● 선택 발췌문
%%
{
 "cells": [
  {
   "cell_type": "markdown",
   "id": "2fceb094",
   "metadata": {},
   "source": [
    "# 1.3 SageMaker Training with Experiments and Processing"
   ]
  },
  {
   "cell_type": "markdown",
   "id": "b1c7b1e2",
   "metadata": {},
   "source": [
    "## 학습 작업의 실행 노트북 개요\n",
    "\n",
    "- SageMaker Training에 SageMaker 실험을 추가하여 여러 실험의 결과를 비교할 수 있습니다.\n",
    "    - [작업 실행 시 필요 라이브러리 import](#작업-실행-시-필요-라이브러리-import)\n",
    "    - [SageMaker 세션과 Role, 사용 버킷 정의](#SageMaker-세션과-Role,-사용-버킷-정의)\n",
    "    - [하이퍼파라미터 정의](#하이퍼파라미터-정의)\n",
    "    - [학습 실행 작업 정의](#학습-실행-작업-정의)\n",
    "        - 학습 코드 명\n",
    "        - 학습 코드 폴더 명\n",
    "        - 학습 코드가 사용한 Framework 종류, 버전 등\n",
    "        - 학습 인스턴스 타입과 개수\n",
    "        - SageMaker 세션\n",
    "        - 학습 작업 하이퍼파라미터 정의\n",
    "        - 학습 작업 산출물 관련 S3 버킷 설정 등\n",
    "    - [학습 데이터셋 지정](#학습-데이터셋-지정)\n",
    "        - 학습에 사용하는 데이터셋의 S3 URI 지정\n",
    "    - [SageMaker 실험 설정](#SageMaker-실험-설정)\n",
    "    - [학습 실행](#학습-실행)\n",
    "    - [데이터 세트 설명](#데이터-세트-설명)\n",
    "    - [실험 결과 보기](#실험-결과-보기)\n",
    "    - [Evaluation 하기](#Evaluation-하기)"
%%
● 발췌 자료
%%
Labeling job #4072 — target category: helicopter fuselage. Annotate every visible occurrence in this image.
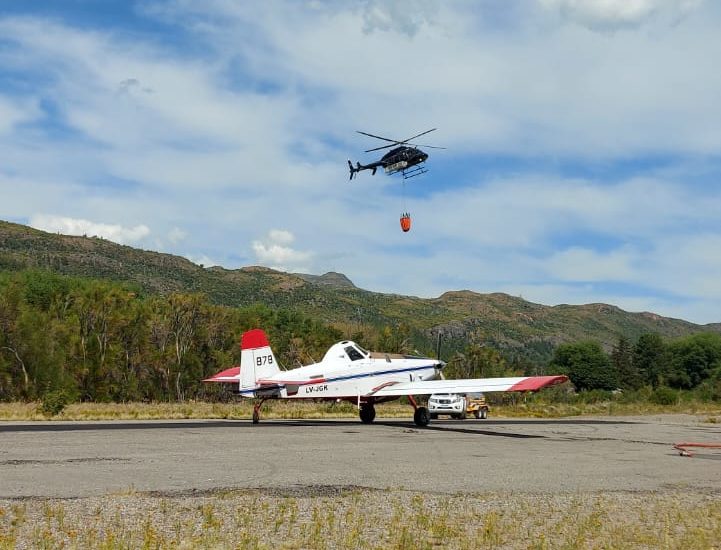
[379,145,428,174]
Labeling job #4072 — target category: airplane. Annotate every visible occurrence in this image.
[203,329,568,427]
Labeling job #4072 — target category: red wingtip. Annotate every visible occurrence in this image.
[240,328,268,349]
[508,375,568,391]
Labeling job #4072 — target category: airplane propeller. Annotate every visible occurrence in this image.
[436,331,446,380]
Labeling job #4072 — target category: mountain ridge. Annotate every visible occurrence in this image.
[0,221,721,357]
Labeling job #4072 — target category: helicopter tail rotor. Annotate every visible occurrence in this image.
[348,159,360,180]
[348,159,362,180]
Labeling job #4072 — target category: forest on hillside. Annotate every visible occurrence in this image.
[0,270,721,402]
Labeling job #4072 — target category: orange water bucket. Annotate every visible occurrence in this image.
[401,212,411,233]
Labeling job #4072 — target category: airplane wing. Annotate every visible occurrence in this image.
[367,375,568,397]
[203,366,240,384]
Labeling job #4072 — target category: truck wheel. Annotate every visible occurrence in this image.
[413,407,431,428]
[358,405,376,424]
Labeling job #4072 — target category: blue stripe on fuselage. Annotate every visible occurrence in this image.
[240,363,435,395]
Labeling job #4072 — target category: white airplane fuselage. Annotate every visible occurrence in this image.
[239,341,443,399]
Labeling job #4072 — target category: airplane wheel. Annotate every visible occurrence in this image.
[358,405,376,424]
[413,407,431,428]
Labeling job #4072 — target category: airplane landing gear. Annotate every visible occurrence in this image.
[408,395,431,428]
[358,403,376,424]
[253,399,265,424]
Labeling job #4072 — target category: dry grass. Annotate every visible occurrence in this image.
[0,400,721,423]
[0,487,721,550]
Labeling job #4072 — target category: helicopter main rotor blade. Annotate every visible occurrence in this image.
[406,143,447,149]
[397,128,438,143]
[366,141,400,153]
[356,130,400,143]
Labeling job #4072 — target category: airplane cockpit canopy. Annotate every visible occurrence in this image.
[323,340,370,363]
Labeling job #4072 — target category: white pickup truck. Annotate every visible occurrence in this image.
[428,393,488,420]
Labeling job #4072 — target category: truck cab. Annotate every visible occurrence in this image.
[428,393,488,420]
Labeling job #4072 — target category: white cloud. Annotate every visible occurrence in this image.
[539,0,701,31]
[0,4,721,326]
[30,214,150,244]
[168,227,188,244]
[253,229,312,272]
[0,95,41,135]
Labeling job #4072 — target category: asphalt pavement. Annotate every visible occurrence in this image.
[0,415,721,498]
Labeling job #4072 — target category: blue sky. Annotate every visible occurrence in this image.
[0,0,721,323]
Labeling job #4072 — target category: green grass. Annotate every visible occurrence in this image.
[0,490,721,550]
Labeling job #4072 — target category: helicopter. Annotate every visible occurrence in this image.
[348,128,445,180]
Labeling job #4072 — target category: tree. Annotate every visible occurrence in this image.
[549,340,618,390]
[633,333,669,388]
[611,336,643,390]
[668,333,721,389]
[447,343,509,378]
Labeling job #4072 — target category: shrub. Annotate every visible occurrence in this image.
%%
● 과제 상세
SageMaker 학습 노트북 발췌문을 마지막으로 나온 줄 다음부터 이어 가세요. 항목들은 본문과 관계없는 별도의 자료입니다.

● 작성 답안
   ]
  },
  {
   "cell_type": "markdown",
   "id": "4dc90460",
   "metadata": {},
   "source": [
    "### 작업 실행 시 필요 라이브러리 import"
   ]
  },
  {
   "cell_type": "code",
   "execution_count": null,
   "id": "80a85024",
   "metadata": {},
   "outputs": [],
   "source": [
    "import boto3\n",
    "import sagemaker"
   ]
  },
  {
   "cell_type": "markdown",
   "id": "ba9d596a",
   "metadata": {},
   "source": [
    "### SageMaker 세션과 Role, 사용 버킷 정의"
   ]
  },
  {
   "cell_type": "code",
   "execution_count": null,
   "id": "bda98a0a",
   "metadata": {},
   "outputs": [],
   "source": [
    "sagemaker_session = sagemaker.session.Session()\n",
    "role = sagemaker.get_execution_role()"
   ]
  },
  {
   "cell_type": "code",
   "execution_count": null,
   "id": "8664b776",
   "metadata": {},
   "outputs": [],
   "source": [
    "bucket = sagemaker_session.default_bucket()\n",
    "code_location = f's3://{bucket}/xgboost/code'\n",
    "output_path = f's3://{bucket}/xgboost/output'"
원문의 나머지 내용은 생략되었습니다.